(Estratto del documento):
--

A volte, accadeva però che la linea di discendenza maschile fosse a rischio; in caso di decesso del capofamiglia, in mancanza di eredi maschi, il gruppo famigliare rischiava di estinguersi o di essere assimilato ad altri nuclei comunitari. Questa situazione non era così sporadica come si potrebbe pensare: gli uomini dell’area balcanica all’inizio del Novecento erano in minoranza rispetto alle donne, anche a causa del fatto che molti di loro emigravano o perivano in faide famigliari (sembra che negli anni Venti circa il 30% di loro morisse per questa ragione in giovane età). Per evitare questa evenienza, una figlia femmina veniva costretta a diventare una vergine giurata acquisendo così un’identità sociale maschile; in altri casi, lo diventava spontaneamente per preservare l’onore della famiglia. Una volta raggiunta la maggiore età di un altro membro maschile del gruppo, questi diveniva il nuovo capofamiglia: ciononostante, era estremamente raro che una vergine giurata cercasse di annullare il proprio voto, poiché fondato sull’onore.

Il caso di Milica/Mikas Milićev Karadžić (1862-1934), studiato da Antonia Young, in tal senso è emblematico. Quando Milica era molto piccola suo padre morì, così la madre e la nonna decisero di allevarla e vestirla come un bambino. In mancanza di eredi maschi, fin dalla nascita, Mikas venne cresciuto come appartenente al genere maschile in cui da allora si identificò sempre.

Fig. 2 Milica/Mikas Milićev Karadžić nel 1929

In un altro caso riportato da Young, Tonë, una figlia femmina, scelse a nove anni di diventare vergine giurata in assenza del padre e dopo la morte dei fratelli. Tonë però, anche dopo la nascita di un fratello maschio a cui lasciò la carica di capofamiglia, venne sempre considerato un uomo e non tornò mai ad identificarsi in quanto donna.

Evitare un matrimonio indesiderato. Se una donna veniva promessa sposa ad un uomo con cui non desiderava unirsi in matrimonio, l’unico modo per mantenere intatto l’onore del proprio padre e dello sposo rifiutato era dichiararsi una vergine giurata. Questa pratica era infatti istituzionalizzata a livello sociale e una donna che sceglieva di fare un voto di castità e di vivere come un uomo era tenuta in grande considerazione e rispettata, perché la sua decisione era vista come un sacrificio fatto in nome della famiglia a cui si sarebbe dedicata. Anche le vedove senza figli potevano intraprendere questa scelta, a riprova del fatto che il voto di castità non era strettamente legato alla sessualità vissuta fino al momento del giuramento ma alla necessità di negare la procreazione, così che le vergini giurate potessero essere considerato uomini a livello sociale.

--

(Voci fornite):
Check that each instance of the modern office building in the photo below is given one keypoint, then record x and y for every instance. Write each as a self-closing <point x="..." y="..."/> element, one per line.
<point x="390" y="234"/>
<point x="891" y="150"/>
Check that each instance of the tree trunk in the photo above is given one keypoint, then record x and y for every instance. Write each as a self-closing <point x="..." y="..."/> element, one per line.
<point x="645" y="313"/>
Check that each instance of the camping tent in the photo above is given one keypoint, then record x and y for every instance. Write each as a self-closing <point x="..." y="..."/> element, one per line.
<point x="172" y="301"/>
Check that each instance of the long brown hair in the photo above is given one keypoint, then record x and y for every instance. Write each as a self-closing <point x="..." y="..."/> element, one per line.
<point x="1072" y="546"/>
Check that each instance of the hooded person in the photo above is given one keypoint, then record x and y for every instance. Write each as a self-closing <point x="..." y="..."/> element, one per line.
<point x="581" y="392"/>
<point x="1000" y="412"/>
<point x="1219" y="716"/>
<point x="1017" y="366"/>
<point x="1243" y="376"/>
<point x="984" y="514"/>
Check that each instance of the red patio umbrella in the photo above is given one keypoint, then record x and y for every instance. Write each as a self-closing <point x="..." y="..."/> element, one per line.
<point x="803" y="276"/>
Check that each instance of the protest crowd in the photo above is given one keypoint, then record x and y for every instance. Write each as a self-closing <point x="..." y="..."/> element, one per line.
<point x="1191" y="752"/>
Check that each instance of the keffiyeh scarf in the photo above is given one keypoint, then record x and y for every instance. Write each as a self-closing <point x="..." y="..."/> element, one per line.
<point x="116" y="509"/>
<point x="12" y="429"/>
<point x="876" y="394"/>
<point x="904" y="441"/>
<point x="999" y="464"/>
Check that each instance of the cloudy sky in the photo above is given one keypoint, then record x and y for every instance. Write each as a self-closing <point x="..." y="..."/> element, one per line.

--

(Compito):
Scrivi il seguito del testo sulle vergini giurate balcaniche, riprendendo subito dopo la sua ultima frase. Le voci provengono da una fonte diversa rispetto al testo sulle vergini giurate.

(Risposta scritta):
Faide di sangue. L’ultima principale ragione dietro la scelta o l’imposizione di divenire vergine giurata è collegata al dilagare delle faide famigliari che imperversavano tra le società tribali delle Alpi Dinariche. Quando un uomo veniva ucciso da un membro di un altro gruppo famigliare, i suoi parenti maschi avevano il dovere di vendicarlo: ciò dava inizio ad una lunga scia di sangue e ogni volta che un uomo veniva ucciso, i colpevoli dovevano rimanere chiusi in casa per evitare di essere uccisi a loro volta. Ecco allora che la figura della vergine giurata, nella sua eccezionalità, permetteva di risolvere questa situazione. Le vergini giurate infatti, erano legalmente considerate esenti dalle faide e potevano uscire di casa liberamente quando queste erano in corso senza il pericolo di essere coinvolte; inoltre, essendo considerate socialmente uomini, potevano svolgere tutte le attività tradizionalmente attribuite al genere maschile.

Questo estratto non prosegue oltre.